Exercise:
Read the listing below and copy out each line where the word "formatted" occurs.
[Source material Boundary: Start]
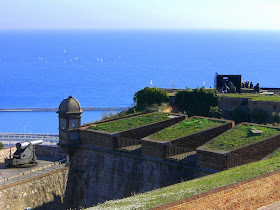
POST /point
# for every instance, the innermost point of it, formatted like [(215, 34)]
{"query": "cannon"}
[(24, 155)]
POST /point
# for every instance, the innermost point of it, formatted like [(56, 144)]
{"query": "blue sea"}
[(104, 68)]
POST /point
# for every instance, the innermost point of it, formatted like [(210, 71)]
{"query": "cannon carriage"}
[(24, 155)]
[Source material Boundary: End]
[Source material Boundary: Start]
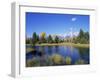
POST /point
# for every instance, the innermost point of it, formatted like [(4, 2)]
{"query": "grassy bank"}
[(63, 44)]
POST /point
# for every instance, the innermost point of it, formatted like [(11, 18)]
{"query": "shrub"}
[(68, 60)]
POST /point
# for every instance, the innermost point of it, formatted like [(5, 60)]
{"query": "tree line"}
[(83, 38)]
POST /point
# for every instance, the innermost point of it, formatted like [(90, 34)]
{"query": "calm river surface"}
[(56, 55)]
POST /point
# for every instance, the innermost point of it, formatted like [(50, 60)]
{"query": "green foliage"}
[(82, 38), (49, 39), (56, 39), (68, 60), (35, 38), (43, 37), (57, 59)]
[Source material Boundary: End]
[Source material Boundary: Start]
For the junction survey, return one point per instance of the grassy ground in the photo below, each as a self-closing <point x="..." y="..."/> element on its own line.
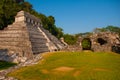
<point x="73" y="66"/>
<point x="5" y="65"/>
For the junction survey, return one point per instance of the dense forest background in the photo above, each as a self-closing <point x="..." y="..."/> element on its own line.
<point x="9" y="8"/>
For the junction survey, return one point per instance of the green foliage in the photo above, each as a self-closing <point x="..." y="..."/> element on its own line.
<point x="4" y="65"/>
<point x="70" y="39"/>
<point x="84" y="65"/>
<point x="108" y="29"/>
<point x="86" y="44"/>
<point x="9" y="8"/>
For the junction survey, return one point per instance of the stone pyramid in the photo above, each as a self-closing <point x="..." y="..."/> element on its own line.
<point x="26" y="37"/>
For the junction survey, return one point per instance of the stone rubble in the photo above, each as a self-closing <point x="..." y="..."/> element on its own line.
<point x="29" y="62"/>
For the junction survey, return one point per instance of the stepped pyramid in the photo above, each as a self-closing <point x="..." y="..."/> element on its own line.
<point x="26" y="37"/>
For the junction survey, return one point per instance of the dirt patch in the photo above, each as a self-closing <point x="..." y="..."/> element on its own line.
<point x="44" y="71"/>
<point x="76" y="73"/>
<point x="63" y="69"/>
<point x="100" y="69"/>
[Source material Boundary: End]
Exercise response:
# for every instance, the innermost point of it, formatted like [(215, 34)]
# for every instance, the innermost point of it, formatted like [(56, 144)]
# for every instance, the innermost point of it, formatted like [(210, 71)]
# for every instance, the innermost point of it, formatted like [(4, 2)]
# for every instance, the innermost point of it, formatted like [(11, 18)]
# for every instance, the innermost point of it, formatted like [(5, 60)]
# for every instance, the innermost point of it, formatted like [(90, 34)]
# for every instance, the innermost point of it, formatted like [(50, 60)]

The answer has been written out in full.